Instructions to follow
Print all of the lines exactly. Any picture among them stays out.

Source records
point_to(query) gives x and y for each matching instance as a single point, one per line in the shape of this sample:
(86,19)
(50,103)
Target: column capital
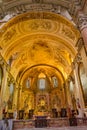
(82,21)
(80,44)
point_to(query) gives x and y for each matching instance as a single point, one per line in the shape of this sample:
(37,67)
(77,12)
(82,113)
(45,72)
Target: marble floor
(59,128)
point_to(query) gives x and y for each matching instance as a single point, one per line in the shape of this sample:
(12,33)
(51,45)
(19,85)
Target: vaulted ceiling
(38,40)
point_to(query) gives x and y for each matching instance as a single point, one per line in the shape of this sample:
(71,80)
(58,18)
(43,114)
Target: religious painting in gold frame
(83,81)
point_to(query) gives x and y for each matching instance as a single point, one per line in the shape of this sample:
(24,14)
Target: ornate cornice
(82,21)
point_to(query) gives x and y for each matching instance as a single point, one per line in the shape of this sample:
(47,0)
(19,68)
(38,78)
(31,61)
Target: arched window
(55,81)
(83,80)
(1,75)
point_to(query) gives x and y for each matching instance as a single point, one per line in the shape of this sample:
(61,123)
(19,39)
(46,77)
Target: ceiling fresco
(39,38)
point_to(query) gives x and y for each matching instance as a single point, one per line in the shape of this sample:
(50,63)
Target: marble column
(82,23)
(15,98)
(78,94)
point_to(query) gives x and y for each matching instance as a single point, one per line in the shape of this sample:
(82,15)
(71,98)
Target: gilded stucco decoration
(45,38)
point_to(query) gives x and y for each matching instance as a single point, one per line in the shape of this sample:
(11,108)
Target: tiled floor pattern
(63,128)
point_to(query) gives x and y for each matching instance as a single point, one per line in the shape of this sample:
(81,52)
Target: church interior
(43,59)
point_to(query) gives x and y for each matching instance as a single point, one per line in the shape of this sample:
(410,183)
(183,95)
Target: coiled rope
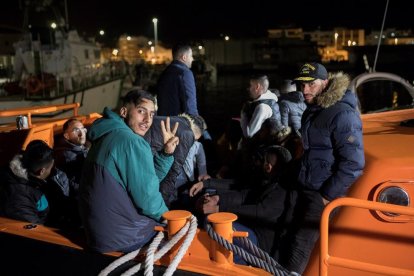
(190,228)
(256,256)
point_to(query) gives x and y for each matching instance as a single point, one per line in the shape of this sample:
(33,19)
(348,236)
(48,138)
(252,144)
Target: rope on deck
(256,256)
(190,228)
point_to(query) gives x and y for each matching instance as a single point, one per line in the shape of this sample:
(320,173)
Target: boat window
(97,54)
(377,96)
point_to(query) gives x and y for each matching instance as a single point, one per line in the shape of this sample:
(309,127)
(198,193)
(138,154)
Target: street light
(155,21)
(336,40)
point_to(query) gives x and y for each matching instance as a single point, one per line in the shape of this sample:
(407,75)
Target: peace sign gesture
(170,140)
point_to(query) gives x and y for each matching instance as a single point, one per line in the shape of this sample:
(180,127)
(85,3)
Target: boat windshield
(379,92)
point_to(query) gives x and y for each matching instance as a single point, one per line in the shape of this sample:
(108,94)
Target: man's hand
(208,204)
(170,140)
(203,177)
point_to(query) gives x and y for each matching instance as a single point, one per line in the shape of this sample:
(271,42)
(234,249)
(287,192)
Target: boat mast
(66,16)
(380,36)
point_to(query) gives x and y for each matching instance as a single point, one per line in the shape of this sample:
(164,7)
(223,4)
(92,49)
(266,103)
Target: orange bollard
(176,220)
(223,225)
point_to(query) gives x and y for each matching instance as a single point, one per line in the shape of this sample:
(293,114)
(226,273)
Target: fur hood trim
(16,166)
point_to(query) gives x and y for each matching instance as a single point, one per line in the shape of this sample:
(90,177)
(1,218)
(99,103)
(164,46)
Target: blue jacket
(332,138)
(176,91)
(119,197)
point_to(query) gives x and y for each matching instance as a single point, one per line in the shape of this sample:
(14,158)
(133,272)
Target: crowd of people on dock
(284,159)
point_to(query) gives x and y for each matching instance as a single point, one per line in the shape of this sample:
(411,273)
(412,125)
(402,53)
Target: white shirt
(261,113)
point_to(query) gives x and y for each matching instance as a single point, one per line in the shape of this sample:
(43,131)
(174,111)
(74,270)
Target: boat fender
(33,85)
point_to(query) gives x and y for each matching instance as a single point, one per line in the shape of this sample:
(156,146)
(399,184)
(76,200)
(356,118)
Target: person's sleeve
(260,114)
(243,123)
(162,164)
(349,155)
(190,93)
(284,113)
(142,182)
(25,209)
(201,160)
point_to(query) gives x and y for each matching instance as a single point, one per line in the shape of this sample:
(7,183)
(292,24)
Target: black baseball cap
(312,71)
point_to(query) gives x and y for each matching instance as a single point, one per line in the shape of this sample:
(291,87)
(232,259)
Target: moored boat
(59,67)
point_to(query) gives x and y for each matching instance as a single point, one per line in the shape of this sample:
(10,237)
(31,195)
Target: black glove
(60,178)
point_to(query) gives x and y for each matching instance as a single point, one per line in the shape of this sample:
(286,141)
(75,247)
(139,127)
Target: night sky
(191,20)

Output for this exercise
point_to(query) gives x and y for each matching instance as a single point, one per line in the shape of this sample:
(86,19)
(50,103)
Target: column capital
(82,21)
(80,44)
point_to(query) gives x and y for each matching instance as a single point, one per line in the shape of this sample:
(37,67)
(77,12)
(82,113)
(45,72)
Target: marble floor
(59,128)
point_to(query) gives x and y for each matching instance as a single point, one per line in the shape of this sample:
(12,33)
(51,45)
(19,85)
Target: vaulted ceiling
(38,40)
point_to(query) gives x and y for each matching instance as a single point, one per line in the shape of this sample:
(71,80)
(58,18)
(43,114)
Target: religious painting in gold frame
(83,81)
point_to(query) gives x and y for each matching instance as a single point, one per line in the shape of this sample:
(24,14)
Target: ornate cornice
(82,21)
point_to(query) gives x and y for each matching instance as a single point, one per line in the shape of this sample:
(47,0)
(19,68)
(38,78)
(31,61)
Target: arched window
(55,81)
(83,80)
(1,75)
point_to(query) gives x and y for each matching instance as a single point, one per line in the shape of this sample:
(61,123)
(19,39)
(46,77)
Target: ceiling fresco
(39,38)
point_to(query) gives x and y for each matching instance as a single point, one per line in the shape of this sample:
(50,63)
Target: marble column
(82,23)
(15,98)
(78,94)
point_to(query) gives x and y for each matching instance as a single point, one per line in the shape of this sample:
(82,15)
(71,98)
Target: gilded stucco decoration
(45,38)
point_to(query) gives x and y for each matching instance as a single point, one per line in the shape of this sample:
(11,108)
Target: tiled floor pattern
(63,128)
point_to(query) gives x and y for each matching instance as a single point, one per line in the shape of this sample:
(81,52)
Target: church interior
(43,59)
point_to(query) gives x and y for each matching instance as a single point, one per line in the shape of this sample:
(410,183)
(183,95)
Target: coiled rope
(190,228)
(256,256)
point_to(query) gives x and y for each matching instance as a single point, one per line in the shape of this sample:
(33,19)
(348,236)
(48,138)
(252,144)
Target: rope on deck
(256,256)
(190,228)
point_to(query) gives x and y for each matching instance as a single point, one per line in the shape of this sample:
(320,173)
Target: boat window
(97,54)
(377,96)
point_to(query) gives x and y for each matching instance as a single point, one per line in the shape of this sample:
(309,127)
(198,193)
(138,154)
Target: street light
(155,21)
(336,40)
point_to(query) gives x and y for each matching instance as a single point, one per line in the shape of this sample:
(407,75)
Target: peace sign gesture
(170,140)
point_to(query) gives x and y for each matching instance as a single point, one per line in the shape of this sample:
(180,127)
(85,3)
Target: boat windshield
(379,92)
point_to(query) gives x and y for each matching instance as a single point, one per line in the shape of this sample:
(108,94)
Target: man's hand
(208,204)
(170,140)
(203,177)
point_to(query) gives x and y for each matching instance as a single point, one per line in the shape of this sample:
(271,42)
(234,249)
(287,192)
Target: boat mast
(66,16)
(380,36)
point_to(query) gives x and y for each matching instance as a single point, one per line in the shape of this sample:
(164,7)
(223,4)
(92,49)
(266,103)
Target: orange bollard
(176,220)
(223,225)
point_to(query) gives x and y for each matching instance as a single point, one per line in the shape of this sample:
(293,114)
(226,273)
Target: fur hood trim
(16,166)
point_to(query) gives x and y for each matching instance as a single point, one per line in the shape of this sample:
(90,177)
(1,218)
(99,103)
(164,46)
Target: blue jacket
(332,138)
(176,91)
(119,197)
point_to(query) gives x and y for each matching instance as a single point, one per line in the shape of this sample:
(14,158)
(133,272)
Target: crowd of people on dock
(284,159)
point_to(query) gives x and y for each matching instance as a single point, one per line in the shape of this sample:
(411,273)
(412,125)
(402,53)
Target: white shirt
(261,113)
point_to(query) gives x and y for each matching instance as a single point, one per line in the shape of this sample:
(43,131)
(174,111)
(74,270)
Target: boat fender
(33,85)
point_to(query) gives x and y for each matching instance as a single point, one per line in the shape of this sample:
(156,146)
(399,184)
(76,200)
(356,118)
Target: person's sleeve
(260,114)
(243,123)
(162,164)
(349,155)
(190,93)
(284,113)
(142,182)
(25,209)
(201,160)
point_to(query) gives x and y for each matching instance as a single point, one per line in the shape of this sample:
(7,183)
(292,24)
Target: black baseball cap
(312,71)
point_to(query) gives x and y for each matching instance as a single point, one per line in the shape of this sample:
(291,87)
(232,259)
Target: moored boat
(59,67)
point_to(query) gives x and y for each matching instance as a single point, one per line in the shape of this sample:
(10,237)
(31,195)
Target: black glove
(60,178)
point_to(query) gives x and y for each matching instance as a single point, one per line in the shape of this sample:
(286,141)
(75,247)
(139,127)
Target: night sky
(191,20)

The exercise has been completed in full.